[[ Selected text, beginning ]]

What is your role within the World Food Programme?

The UN Humanitarian Air Service (UNHAS), managed by the WFP Aviation Service, offers safe, reliable, cost-efficient and effective passenger and light cargo transport for the wider humanitarian community to and from areas of crisis and intervention. I lead a team of 600 multinational staff based in different countries and offering a unique range of skills. We provide air access to locations in hostile, remote and challenging environments, transporting both humanitarian passengers and cargo for the entire humanitarian and development community where safe and adequate commercial air transport alternatives are not available. We are on the front line of some of the world's direst crises, including Yemen and the Ebola response in the DRC. We ensure operational presence in 16 countries through a network of over 300 destinations among the hardest to reach and most isolated locations in the world, using a fleet of more than 60 aircraft, with an additional 35 aircraft on standby to deploy in the shortest time possible. The humanitarian community relies on us.

What role does aviation play within the WFP and how vital is it to the communities it serves?

Humanitarian workers face a race against time to safely reach affected communities threatened by violence, hunger and disease. Most humanitarian needs occur in conflict settings hindered by insecurity and in isolated areas with access constraints and damaged or extremely poor infrastructure. UNHAS is often the only option humanitarian workers have to reach these very vulnerable populations.

What do you enjoy most about your role?

[[ Selected text, end ]]

Problem 1
List every quality that the UNHAS interview attributes to the passenger and light cargo transport that UNHAS offers.
Problem 2
According to the UNHAS interview, in how many countries does UNHAS maintain an operational presence?
Problem 3
Write the next part of the UNHAS interview, continuing from its final line.
The rows are separate material and are not part of the UNHAS interview.

[[ Data for review, beginning ]]

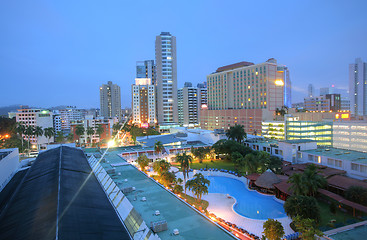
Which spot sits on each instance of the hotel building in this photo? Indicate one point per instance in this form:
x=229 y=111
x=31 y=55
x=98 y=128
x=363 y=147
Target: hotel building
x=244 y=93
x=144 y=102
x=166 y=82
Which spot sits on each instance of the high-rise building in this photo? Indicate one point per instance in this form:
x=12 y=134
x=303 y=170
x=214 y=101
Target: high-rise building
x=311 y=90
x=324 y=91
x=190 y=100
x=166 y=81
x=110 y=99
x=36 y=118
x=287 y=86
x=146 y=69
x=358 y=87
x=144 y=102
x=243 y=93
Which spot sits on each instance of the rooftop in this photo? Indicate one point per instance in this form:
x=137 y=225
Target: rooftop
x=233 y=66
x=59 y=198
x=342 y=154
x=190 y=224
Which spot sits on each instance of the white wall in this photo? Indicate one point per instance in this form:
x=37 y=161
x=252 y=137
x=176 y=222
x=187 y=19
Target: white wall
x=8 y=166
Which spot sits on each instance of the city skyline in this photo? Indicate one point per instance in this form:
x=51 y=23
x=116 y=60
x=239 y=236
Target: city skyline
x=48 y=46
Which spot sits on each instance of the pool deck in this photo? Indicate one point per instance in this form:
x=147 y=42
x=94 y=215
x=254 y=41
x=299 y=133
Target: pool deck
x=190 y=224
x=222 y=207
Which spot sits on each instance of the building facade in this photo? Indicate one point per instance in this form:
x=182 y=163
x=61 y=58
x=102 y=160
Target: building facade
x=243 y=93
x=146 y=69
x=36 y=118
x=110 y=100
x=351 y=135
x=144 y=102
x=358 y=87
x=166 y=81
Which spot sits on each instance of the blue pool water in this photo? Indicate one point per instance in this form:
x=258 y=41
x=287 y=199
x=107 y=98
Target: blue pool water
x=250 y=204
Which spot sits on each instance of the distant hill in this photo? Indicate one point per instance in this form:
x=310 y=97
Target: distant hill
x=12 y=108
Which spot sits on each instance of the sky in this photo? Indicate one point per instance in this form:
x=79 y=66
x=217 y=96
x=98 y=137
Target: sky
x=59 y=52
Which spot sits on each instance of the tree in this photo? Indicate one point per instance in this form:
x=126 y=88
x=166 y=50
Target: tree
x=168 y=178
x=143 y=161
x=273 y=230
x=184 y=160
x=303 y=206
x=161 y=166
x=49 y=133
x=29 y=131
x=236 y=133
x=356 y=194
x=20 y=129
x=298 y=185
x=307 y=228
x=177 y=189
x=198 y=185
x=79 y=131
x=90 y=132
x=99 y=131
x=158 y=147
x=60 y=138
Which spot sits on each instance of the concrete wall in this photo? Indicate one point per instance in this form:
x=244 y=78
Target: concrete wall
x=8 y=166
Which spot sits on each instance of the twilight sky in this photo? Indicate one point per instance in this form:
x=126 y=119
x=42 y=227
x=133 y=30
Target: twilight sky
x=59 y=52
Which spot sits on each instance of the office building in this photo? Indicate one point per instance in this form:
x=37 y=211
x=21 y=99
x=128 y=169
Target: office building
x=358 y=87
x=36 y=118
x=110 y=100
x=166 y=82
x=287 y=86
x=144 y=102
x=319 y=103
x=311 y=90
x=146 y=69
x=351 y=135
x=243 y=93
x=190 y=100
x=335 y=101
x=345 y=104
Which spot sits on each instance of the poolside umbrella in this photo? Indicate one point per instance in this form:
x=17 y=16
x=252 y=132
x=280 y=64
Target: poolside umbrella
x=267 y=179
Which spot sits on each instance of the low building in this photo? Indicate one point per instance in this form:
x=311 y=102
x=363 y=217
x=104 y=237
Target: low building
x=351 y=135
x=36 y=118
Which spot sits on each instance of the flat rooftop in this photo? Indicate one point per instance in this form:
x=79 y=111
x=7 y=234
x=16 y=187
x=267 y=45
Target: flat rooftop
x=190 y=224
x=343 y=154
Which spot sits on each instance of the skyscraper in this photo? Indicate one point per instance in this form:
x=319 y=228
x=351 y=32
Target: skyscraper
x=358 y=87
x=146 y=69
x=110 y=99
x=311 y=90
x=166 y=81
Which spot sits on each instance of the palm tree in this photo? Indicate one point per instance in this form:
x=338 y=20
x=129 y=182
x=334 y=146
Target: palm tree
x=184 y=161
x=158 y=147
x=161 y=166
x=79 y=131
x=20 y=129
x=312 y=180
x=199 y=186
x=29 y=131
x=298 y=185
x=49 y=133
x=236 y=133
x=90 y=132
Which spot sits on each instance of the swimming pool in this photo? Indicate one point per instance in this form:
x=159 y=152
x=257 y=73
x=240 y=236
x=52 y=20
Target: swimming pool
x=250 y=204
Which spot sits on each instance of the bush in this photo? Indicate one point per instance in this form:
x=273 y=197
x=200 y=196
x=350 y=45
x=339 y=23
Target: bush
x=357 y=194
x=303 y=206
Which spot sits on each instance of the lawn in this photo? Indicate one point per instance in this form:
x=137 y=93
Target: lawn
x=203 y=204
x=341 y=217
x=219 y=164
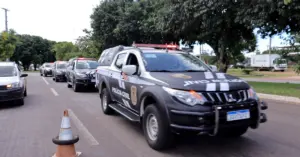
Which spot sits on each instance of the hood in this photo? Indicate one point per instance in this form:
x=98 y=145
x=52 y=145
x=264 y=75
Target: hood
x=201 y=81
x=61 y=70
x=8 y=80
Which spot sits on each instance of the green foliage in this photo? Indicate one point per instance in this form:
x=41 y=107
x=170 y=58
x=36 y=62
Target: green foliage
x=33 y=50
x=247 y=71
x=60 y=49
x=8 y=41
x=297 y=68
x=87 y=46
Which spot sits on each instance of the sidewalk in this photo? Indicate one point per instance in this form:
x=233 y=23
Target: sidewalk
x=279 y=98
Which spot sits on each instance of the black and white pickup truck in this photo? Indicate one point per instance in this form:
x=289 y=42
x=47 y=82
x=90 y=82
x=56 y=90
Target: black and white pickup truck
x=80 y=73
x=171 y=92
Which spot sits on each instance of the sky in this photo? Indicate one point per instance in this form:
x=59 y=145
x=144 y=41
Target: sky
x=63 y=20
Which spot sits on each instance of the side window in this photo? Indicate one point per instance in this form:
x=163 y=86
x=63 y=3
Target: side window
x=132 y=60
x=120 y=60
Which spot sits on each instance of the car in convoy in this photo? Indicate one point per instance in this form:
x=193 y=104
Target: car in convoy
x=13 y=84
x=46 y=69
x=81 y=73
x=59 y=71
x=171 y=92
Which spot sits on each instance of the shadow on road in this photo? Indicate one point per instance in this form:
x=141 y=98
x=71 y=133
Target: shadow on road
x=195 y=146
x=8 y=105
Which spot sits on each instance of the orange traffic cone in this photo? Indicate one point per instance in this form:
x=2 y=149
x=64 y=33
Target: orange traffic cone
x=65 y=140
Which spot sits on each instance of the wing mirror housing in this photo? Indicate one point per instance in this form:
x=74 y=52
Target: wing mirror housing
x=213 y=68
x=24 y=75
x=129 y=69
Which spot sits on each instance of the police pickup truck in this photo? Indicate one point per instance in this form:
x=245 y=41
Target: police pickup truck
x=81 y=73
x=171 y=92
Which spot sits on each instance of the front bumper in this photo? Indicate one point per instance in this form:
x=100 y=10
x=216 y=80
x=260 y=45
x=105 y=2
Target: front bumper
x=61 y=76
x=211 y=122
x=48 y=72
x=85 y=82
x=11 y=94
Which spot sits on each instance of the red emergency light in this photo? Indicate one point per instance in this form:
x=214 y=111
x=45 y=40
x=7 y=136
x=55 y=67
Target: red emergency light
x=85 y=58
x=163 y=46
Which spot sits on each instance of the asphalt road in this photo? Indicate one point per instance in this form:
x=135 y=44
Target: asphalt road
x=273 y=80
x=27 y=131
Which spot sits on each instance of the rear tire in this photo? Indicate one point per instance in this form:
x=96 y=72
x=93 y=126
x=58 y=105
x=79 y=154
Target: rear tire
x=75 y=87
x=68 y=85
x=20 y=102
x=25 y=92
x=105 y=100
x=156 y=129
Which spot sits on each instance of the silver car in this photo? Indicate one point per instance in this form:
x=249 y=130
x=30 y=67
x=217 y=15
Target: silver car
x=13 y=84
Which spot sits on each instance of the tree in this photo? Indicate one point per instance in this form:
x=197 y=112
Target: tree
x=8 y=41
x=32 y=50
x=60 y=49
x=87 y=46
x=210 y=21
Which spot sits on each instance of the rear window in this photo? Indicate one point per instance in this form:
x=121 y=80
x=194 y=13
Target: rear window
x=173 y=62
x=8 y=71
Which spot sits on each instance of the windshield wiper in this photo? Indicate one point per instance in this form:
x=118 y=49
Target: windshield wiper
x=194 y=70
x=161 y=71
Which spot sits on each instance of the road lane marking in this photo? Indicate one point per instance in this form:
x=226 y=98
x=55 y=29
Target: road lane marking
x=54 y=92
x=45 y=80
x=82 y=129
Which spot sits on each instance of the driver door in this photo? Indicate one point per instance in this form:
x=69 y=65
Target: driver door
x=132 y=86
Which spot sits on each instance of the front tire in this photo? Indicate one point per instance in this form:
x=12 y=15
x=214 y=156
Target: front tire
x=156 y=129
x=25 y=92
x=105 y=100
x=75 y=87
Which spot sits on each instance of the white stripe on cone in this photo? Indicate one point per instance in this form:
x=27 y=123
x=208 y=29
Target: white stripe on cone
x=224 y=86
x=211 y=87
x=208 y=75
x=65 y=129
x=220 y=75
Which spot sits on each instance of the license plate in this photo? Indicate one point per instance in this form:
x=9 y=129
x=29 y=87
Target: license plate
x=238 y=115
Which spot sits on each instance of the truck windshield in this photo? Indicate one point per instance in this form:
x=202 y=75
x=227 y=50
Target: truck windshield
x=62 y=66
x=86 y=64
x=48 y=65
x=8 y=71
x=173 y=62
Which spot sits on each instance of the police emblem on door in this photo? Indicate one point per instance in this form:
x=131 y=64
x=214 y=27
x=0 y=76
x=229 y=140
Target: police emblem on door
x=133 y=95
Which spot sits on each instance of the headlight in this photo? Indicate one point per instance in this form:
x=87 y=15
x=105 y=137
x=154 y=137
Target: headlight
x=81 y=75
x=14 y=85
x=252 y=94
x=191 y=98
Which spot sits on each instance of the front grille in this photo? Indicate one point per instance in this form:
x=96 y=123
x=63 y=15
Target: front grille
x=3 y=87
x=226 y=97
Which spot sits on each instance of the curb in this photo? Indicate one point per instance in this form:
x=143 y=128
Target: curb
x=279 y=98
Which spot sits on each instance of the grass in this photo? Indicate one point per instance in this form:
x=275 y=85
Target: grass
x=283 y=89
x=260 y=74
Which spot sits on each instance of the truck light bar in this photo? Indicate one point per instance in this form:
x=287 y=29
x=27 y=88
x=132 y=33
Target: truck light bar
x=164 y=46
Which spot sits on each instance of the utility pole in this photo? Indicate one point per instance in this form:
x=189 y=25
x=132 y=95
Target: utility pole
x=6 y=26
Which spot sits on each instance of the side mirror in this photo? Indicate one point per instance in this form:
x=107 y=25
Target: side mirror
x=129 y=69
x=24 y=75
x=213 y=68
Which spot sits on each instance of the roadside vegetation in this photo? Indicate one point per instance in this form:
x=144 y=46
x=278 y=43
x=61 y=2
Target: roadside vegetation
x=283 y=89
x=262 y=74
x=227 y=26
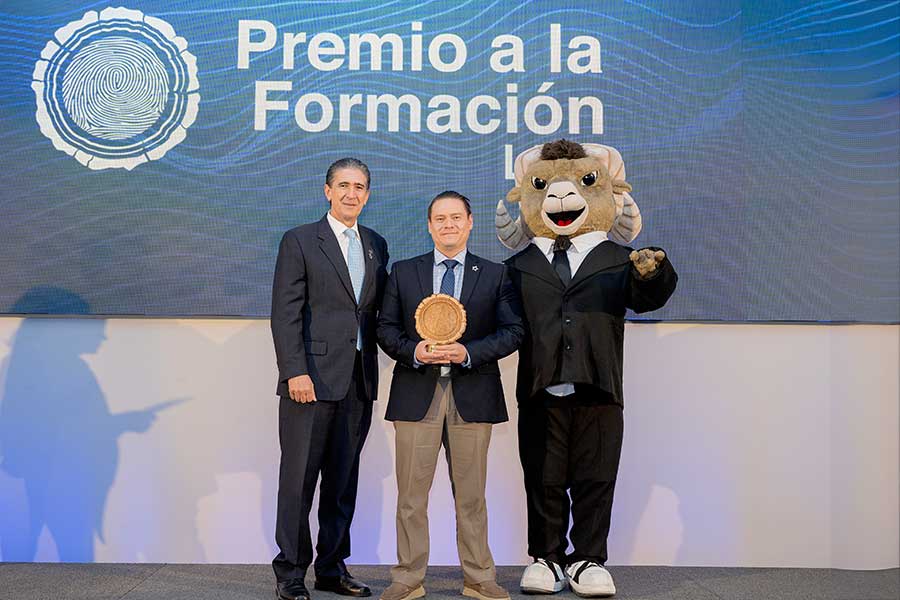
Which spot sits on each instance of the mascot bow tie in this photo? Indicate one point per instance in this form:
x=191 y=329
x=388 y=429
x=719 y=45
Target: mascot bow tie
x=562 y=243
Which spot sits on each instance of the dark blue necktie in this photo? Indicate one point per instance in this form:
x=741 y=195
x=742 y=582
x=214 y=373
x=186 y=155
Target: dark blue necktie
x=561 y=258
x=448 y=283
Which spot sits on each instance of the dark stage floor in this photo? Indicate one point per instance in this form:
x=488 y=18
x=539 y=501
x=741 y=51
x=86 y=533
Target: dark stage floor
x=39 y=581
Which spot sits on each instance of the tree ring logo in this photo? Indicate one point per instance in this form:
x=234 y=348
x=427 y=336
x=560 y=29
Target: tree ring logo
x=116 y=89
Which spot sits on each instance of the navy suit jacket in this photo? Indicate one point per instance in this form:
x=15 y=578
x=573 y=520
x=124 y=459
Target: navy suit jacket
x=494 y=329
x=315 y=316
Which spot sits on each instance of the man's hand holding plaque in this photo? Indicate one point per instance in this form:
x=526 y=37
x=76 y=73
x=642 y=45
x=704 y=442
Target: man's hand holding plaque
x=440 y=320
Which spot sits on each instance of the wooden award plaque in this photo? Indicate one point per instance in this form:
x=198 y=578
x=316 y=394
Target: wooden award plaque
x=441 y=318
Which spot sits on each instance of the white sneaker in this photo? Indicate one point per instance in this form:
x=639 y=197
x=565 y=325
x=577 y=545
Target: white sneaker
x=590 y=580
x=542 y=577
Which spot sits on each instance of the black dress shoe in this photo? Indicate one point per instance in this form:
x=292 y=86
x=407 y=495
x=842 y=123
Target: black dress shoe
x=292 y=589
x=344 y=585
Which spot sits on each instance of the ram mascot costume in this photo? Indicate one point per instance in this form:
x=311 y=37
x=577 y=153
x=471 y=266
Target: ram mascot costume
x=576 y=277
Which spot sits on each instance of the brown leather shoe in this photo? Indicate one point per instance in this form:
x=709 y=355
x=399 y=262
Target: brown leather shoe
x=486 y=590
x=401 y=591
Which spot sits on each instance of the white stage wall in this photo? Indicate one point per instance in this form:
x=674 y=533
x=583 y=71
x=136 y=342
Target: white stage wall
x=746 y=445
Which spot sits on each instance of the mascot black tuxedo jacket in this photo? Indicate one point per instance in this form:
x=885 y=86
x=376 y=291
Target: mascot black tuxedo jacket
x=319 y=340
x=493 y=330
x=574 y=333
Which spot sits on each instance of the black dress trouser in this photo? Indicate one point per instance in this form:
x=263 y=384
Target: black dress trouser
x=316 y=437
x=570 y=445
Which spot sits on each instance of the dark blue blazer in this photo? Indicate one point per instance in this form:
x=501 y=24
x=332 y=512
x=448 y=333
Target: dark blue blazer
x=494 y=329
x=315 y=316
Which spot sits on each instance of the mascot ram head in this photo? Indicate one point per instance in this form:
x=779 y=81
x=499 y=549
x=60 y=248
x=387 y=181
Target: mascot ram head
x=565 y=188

[[ Data for review, end ]]

Reply 1
Safe, reliable, cost-efficient, effective

Reply 2
16 countries

Reply 3
For the past 15 years, UNHAS has been the air service of choice for UN agencies, non-governmental organisations, donors, and other bodies responding to humanitarian and development needs across the globe. Knowing that UNHAS plays a key role in allowing so many agencies to achieve their humanitarian goals, I feel a deep sense of gratification having this unique opportunity to lead the WFP Aviation family.

What are the challenges?

Our working environment is extremely complex. There are many challenges and risks associated with operating in mostly hostile locations with exposure to extreme insecurity and very poor infrastructures. Where we work, aviation safety and security concerns are quite high and over the years, we have developed and refined processes and systems to sharpen our capabilities and indeed we are continuously aiming to be more effective and efficient.

Which countries pose the greatest challenge?

Each country poses a significant level of challenge; otherwise, we wouldn't be there. We strive to provide the best possible air services, taking into consideration each country's specific context and identity. Our awareness of different approaches to a situation helps us to make better and informed decisions.